Saved data entries
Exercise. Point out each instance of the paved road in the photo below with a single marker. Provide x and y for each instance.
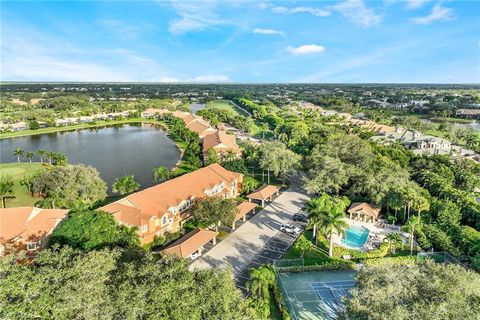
(258, 239)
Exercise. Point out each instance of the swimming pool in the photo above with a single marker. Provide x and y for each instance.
(355, 237)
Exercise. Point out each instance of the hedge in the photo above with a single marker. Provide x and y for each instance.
(392, 260)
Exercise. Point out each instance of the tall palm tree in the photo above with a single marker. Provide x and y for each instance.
(413, 224)
(160, 174)
(29, 155)
(18, 153)
(42, 154)
(333, 221)
(260, 281)
(394, 240)
(315, 208)
(6, 189)
(125, 185)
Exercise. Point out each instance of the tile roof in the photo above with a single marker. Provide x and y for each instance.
(190, 243)
(243, 208)
(156, 200)
(28, 222)
(365, 208)
(264, 192)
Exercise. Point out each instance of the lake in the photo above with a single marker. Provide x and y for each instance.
(114, 150)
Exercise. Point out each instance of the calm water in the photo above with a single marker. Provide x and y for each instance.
(115, 151)
(355, 237)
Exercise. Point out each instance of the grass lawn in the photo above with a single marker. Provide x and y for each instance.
(18, 171)
(226, 105)
(312, 257)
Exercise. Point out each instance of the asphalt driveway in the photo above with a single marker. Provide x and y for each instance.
(258, 240)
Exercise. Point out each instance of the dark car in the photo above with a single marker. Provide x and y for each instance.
(300, 218)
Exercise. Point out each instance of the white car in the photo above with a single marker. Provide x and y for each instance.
(194, 255)
(290, 229)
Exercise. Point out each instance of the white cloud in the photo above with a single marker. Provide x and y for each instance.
(306, 49)
(357, 12)
(212, 78)
(268, 31)
(194, 16)
(313, 11)
(167, 79)
(415, 4)
(438, 13)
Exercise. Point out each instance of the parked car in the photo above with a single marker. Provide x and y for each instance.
(300, 217)
(194, 255)
(290, 229)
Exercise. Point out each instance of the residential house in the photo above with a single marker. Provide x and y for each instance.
(163, 208)
(222, 143)
(468, 113)
(27, 227)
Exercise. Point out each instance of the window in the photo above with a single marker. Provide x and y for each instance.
(32, 246)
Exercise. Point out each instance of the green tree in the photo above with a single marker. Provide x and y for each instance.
(6, 189)
(42, 154)
(394, 241)
(125, 185)
(161, 174)
(211, 156)
(214, 210)
(261, 279)
(72, 186)
(303, 244)
(19, 153)
(414, 224)
(92, 230)
(428, 291)
(29, 155)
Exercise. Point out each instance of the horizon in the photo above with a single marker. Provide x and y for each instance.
(241, 42)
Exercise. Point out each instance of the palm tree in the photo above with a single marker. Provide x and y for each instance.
(160, 174)
(6, 189)
(18, 153)
(394, 240)
(125, 185)
(331, 222)
(29, 155)
(413, 224)
(260, 281)
(315, 209)
(42, 154)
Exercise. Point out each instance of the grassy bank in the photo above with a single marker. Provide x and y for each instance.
(77, 127)
(18, 171)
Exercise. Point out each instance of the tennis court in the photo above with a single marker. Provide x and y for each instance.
(316, 295)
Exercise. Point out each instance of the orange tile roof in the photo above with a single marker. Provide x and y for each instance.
(190, 243)
(264, 192)
(244, 208)
(28, 223)
(364, 208)
(220, 141)
(156, 200)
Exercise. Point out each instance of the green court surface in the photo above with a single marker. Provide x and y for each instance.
(316, 295)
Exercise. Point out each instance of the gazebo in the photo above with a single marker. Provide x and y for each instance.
(363, 211)
(265, 193)
(243, 209)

(ASSIGNED TASK): Give back the full data exactly as it reads, but drop the pictures.

(ANSWER SPACE):
Exercise. Point out each instance of the paved road in the photo below with a single marker. Provide x and y for each instance.
(258, 239)
Exercise. Point out each instance of the swimming pool in the photo above with a single marker. Provide x and y for each instance.
(355, 237)
Exercise. Point out each instance of the hedge in the photo above with a single marker. Provide x and y for each instance.
(392, 260)
Exercise. Point out each instance of the tall palm tree in the photo above with a single marker. Provide x and y for each instance.
(413, 224)
(160, 174)
(29, 155)
(18, 153)
(42, 154)
(333, 221)
(260, 281)
(394, 240)
(315, 208)
(6, 189)
(125, 185)
Exercise. Point out each instance of the tile roof in the photo above with a single marker. Provide x and y for each instance.
(190, 243)
(243, 208)
(156, 200)
(28, 222)
(365, 208)
(264, 192)
Exercise. Point out each instance of the lake in the photo above with a single marker. Provide x and y for each instance.
(114, 150)
Exercise. Point out each instance of the calm water in the photo above with a single marker. Provide x and y for each instance.
(115, 151)
(355, 237)
Exercise. Point out each instance of the grass lawn in the photo above with a single marker. Provide x and y for each instance.
(18, 171)
(226, 105)
(312, 257)
Exercise. Point out each instance of the asphalt driveway in the photo above with a single marker. Provide x and y for each instance.
(258, 240)
Exercise. Point out each instance of the dark car in the photo above with a single marker. Provide x and y for each instance.
(300, 218)
Exercise. Point out each instance of the white car in the photo above with a single marker. Provide x and y for each instance.
(194, 255)
(290, 229)
Exercise. Point out each instance of the white cloud in the photo above with a single marker. Provide x and y for each instance.
(306, 49)
(357, 12)
(212, 78)
(268, 31)
(194, 16)
(313, 11)
(167, 79)
(415, 4)
(438, 13)
Exercise. Point out each instance of the parked car in the photo above with a single marker. Provide x and y for each instance.
(300, 217)
(194, 255)
(290, 229)
Exercise. Point out each instance of the residential house in the photo above with a single marker. Provide x and y for each instance.
(163, 208)
(222, 143)
(468, 113)
(27, 227)
Exercise. Point out each instance of the window in the photo above with a single marker. Provide x and y for each instance.
(32, 246)
Exercise. Point out each instance of the green tree in the photo above with a single marker. Provide x and y for each instance.
(6, 189)
(42, 154)
(394, 241)
(125, 185)
(161, 174)
(211, 156)
(214, 210)
(261, 279)
(72, 186)
(303, 244)
(19, 153)
(414, 224)
(92, 230)
(428, 291)
(29, 155)
Exercise. Point out each instance of the horizon in the photo above with a single marker. Provide x and y for each instance.
(241, 42)
Exercise. Point out each instance of the palm tree in the photo above with a single marker. Provide x and y for each instance.
(160, 174)
(6, 189)
(18, 153)
(394, 240)
(125, 185)
(331, 222)
(29, 155)
(413, 224)
(260, 281)
(315, 209)
(42, 154)
Exercise. Point out each instance of the grassy bank in the photo above with a single marker. Provide x and y for each instance.
(77, 127)
(18, 171)
Exercise. Point out each instance of the tennis court in the photo above with a single marker. Provide x and y for each instance.
(316, 295)
Exercise. Point out each instance of the orange tile roof in the photo above with a single marker. Provide x and y for each instance.
(190, 243)
(264, 192)
(244, 208)
(28, 223)
(364, 208)
(220, 141)
(156, 200)
Exercise. Point out each instance of the green court surface in the photo above with a single marker. Provide x and y for each instance.
(316, 295)
Exercise. Point out each instance of the gazebo in the photo above with a single marker. Provide x and y for each instance.
(363, 211)
(265, 193)
(243, 209)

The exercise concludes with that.